====== REGISTROS EXTRAÍDOS ======

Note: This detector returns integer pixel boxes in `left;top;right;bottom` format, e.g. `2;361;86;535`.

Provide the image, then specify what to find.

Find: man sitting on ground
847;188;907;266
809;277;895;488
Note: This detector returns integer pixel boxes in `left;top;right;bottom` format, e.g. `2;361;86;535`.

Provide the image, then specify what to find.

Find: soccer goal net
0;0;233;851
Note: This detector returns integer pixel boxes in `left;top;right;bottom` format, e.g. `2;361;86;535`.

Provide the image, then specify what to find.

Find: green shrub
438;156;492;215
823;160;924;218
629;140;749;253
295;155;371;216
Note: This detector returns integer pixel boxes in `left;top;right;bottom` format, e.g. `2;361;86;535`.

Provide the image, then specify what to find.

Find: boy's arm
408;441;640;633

======

Reproduza todas as linhas acima tal como aparecem, sem alterar nenhum caractere.

(RESPOSTA DO EXERCÍCIO)
Note: This detector returns integer pixel boxes in `left;top;right;bottom` format, e.g. `2;361;86;535`.

Provide the image, then specify what to find.

Find: man sitting on ground
847;188;907;266
809;277;895;488
Note: This detector returns integer pixel boxes in `left;top;right;bottom` format, e.g. `2;361;86;535`.

Provide the image, then specify what to find.

Find: soccer goal net
0;0;233;851
Note: This detector returns integer pixel boxes in `left;top;right;bottom` format, e.g. `2;361;86;535`.

Provide the image, then specify what to find.

Find: green shrub
438;156;492;215
823;160;924;218
629;140;749;253
295;155;371;216
Note: This detector returns integer pixel boxes in `left;top;right;bottom` format, e.g. `2;361;86;535`.

Provide the image, then specify what to find.

Find: boy's arm
408;441;640;633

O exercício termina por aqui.